* Begin *
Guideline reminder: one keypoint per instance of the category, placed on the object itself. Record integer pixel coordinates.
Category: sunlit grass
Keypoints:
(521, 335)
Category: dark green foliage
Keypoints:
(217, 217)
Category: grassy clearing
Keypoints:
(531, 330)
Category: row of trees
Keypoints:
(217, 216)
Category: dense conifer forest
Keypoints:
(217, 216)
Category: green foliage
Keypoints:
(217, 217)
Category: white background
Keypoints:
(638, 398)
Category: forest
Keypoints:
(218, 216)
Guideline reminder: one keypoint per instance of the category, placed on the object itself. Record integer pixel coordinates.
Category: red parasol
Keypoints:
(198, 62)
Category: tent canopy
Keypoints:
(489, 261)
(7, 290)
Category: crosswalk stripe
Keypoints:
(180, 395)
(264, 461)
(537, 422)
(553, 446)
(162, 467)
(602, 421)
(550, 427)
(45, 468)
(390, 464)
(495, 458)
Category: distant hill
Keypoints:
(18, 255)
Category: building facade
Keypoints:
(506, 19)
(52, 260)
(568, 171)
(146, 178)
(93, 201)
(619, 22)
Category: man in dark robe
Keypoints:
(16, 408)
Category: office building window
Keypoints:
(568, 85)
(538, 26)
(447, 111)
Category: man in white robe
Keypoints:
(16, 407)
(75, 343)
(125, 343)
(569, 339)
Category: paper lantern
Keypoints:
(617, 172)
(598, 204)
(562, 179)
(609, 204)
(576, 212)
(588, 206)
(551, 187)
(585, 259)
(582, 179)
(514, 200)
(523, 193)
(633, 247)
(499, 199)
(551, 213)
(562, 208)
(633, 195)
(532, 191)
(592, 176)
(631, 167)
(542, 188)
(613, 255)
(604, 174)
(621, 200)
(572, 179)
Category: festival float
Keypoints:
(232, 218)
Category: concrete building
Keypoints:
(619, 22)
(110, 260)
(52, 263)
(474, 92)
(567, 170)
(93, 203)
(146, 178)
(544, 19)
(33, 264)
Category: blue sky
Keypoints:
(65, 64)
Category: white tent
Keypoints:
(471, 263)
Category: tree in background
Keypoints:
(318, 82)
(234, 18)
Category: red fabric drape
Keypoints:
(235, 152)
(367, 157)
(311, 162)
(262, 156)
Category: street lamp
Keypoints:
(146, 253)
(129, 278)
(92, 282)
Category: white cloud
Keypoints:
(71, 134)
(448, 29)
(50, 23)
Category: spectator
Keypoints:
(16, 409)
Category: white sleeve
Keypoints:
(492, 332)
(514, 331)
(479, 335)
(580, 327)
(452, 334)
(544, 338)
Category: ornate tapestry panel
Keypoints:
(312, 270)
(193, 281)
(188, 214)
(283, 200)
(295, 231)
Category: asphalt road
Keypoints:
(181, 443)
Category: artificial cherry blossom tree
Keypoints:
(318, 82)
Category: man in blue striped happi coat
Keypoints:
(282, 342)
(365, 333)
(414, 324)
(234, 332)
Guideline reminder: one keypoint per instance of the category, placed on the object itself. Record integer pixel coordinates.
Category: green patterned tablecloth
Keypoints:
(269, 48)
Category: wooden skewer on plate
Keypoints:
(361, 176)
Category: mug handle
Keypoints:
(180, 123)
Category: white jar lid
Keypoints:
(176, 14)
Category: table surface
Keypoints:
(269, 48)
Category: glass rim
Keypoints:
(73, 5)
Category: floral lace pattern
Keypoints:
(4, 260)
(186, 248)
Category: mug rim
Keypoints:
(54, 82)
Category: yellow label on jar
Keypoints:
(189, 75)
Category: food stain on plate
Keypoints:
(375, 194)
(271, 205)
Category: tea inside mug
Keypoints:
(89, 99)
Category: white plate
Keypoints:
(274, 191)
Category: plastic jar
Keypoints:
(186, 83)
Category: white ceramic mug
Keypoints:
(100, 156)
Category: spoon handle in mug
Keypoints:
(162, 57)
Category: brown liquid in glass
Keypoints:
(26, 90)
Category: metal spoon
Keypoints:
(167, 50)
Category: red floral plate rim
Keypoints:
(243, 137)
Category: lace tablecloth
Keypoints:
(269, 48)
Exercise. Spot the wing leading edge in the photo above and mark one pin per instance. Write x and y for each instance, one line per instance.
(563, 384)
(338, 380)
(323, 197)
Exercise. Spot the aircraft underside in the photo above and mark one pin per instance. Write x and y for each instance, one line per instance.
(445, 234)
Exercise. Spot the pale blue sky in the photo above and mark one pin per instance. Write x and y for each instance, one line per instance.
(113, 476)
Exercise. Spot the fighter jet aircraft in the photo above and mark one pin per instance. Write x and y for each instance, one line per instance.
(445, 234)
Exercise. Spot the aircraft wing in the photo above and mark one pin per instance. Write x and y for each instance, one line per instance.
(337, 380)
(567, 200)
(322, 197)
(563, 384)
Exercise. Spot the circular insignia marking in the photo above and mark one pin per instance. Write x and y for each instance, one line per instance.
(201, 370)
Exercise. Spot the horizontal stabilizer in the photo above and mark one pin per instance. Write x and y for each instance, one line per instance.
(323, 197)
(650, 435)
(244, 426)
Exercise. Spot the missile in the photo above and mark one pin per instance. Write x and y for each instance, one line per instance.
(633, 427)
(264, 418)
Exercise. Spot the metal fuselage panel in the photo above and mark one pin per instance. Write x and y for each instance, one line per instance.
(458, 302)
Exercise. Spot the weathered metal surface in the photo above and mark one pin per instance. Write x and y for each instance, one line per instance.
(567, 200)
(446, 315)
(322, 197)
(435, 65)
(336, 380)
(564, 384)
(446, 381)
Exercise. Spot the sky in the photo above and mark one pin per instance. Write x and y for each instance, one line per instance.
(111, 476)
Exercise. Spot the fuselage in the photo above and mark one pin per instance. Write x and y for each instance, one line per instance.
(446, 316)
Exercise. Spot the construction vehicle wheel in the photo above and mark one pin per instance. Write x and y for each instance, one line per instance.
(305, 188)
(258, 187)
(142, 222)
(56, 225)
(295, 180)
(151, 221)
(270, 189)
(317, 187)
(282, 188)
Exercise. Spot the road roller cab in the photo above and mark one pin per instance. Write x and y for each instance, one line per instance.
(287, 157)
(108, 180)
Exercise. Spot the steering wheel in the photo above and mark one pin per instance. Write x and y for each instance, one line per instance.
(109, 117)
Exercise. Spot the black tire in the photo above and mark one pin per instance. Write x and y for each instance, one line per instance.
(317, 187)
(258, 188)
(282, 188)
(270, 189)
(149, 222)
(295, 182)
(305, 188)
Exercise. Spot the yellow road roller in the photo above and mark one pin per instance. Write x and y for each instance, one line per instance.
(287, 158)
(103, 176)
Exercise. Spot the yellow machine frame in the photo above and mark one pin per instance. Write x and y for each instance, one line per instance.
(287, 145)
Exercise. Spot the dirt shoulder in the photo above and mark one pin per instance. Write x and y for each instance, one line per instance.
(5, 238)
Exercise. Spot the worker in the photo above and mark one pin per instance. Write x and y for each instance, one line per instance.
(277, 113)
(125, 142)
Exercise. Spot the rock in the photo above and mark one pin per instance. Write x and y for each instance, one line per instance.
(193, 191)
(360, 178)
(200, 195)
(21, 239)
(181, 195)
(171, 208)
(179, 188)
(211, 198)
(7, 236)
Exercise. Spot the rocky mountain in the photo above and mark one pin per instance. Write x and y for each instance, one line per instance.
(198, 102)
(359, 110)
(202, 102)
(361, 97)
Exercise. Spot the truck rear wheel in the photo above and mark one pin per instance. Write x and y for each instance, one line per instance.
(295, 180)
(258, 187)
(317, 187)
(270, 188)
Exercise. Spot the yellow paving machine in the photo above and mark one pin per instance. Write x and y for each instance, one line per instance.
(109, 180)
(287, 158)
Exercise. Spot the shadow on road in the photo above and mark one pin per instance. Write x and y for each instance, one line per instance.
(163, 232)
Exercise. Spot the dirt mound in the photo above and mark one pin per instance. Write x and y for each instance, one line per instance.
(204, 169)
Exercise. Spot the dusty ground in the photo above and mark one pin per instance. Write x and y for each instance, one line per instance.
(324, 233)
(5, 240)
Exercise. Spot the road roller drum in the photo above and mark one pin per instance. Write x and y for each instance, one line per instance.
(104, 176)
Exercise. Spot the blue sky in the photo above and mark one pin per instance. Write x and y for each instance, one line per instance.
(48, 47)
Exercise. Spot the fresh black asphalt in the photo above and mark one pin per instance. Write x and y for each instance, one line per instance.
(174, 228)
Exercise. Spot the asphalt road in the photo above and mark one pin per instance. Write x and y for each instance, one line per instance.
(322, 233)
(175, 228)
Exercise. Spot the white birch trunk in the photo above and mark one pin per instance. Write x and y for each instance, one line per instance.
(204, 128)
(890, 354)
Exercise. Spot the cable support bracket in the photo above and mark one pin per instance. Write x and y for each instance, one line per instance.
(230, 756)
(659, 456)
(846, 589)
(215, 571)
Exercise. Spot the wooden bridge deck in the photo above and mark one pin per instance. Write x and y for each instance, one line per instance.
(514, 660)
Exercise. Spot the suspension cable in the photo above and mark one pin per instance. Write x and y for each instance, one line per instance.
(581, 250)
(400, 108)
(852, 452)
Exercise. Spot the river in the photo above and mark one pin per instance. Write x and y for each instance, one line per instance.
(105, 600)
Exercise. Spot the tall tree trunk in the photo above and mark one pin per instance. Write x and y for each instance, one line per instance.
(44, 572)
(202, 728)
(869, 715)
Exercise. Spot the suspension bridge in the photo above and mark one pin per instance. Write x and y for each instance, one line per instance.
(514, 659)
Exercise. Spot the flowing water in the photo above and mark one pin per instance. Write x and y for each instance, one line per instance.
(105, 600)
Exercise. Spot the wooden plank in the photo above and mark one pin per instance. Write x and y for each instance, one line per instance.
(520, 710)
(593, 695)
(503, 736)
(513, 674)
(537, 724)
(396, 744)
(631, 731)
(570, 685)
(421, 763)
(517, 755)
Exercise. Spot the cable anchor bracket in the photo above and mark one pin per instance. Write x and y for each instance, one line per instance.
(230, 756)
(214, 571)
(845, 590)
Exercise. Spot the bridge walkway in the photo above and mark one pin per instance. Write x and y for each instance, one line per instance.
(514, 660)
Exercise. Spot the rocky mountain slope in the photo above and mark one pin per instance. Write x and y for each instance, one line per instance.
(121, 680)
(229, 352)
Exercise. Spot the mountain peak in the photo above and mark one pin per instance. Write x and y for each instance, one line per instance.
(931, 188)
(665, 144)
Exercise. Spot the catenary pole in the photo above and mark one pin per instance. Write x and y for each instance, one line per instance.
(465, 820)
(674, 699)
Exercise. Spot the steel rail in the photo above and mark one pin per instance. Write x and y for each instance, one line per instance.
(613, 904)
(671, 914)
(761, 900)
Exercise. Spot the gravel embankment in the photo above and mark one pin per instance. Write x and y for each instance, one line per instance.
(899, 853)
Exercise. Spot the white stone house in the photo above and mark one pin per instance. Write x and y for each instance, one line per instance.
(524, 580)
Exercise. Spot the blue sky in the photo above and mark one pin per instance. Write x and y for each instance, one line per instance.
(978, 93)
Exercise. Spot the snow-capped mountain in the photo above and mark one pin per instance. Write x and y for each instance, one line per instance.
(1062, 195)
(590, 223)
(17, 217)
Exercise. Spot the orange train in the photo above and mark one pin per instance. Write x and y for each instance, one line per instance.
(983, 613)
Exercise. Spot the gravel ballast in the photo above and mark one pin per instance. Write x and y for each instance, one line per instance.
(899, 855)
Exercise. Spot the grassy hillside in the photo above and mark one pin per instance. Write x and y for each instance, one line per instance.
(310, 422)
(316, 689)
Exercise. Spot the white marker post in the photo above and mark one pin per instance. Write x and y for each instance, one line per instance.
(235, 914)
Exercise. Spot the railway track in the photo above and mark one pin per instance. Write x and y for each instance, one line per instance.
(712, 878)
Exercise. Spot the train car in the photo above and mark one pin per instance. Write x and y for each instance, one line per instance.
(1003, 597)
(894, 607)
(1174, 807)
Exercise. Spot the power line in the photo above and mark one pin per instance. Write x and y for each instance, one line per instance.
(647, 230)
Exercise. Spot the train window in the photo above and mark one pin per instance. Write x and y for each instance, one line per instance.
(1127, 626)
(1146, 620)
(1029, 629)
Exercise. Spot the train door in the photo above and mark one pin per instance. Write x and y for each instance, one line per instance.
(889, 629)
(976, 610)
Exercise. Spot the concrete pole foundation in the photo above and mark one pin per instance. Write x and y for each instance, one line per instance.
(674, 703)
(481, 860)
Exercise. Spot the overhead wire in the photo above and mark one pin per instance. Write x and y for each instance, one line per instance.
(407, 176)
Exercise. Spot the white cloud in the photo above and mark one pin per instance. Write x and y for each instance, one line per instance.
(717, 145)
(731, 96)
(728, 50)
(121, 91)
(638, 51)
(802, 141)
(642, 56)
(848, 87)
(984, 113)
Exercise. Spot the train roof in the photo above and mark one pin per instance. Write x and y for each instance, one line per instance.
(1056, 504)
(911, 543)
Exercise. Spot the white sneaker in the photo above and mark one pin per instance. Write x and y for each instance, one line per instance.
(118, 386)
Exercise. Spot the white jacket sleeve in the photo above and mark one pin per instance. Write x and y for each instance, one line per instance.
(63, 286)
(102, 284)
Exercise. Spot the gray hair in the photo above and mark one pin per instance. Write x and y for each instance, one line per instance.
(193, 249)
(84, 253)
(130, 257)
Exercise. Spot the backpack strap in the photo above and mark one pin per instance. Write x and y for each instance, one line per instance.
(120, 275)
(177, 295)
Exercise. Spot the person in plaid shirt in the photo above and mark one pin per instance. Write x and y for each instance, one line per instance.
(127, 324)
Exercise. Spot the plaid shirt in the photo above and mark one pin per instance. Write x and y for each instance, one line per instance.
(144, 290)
* End *
§ **REQUEST**
In the listing above, find the line with "Exercise. Spot the backpack" and set down that line and all after it exactly, through the final line.

§ **IN RESPONSE**
Exercise. Spot the backpack strap in the photo above and mark one pin per instance. Write x and y for each instance, one line per instance.
(120, 275)
(177, 295)
Exercise. Spot the person in plaid shirt in the photo above and mark one pin per instance. Write x and y for each instance, one line per instance.
(127, 324)
Exercise. Spot the plaid shirt in the photo above and mark one pin per instance. Write x and y for each instance, one line per instance.
(144, 290)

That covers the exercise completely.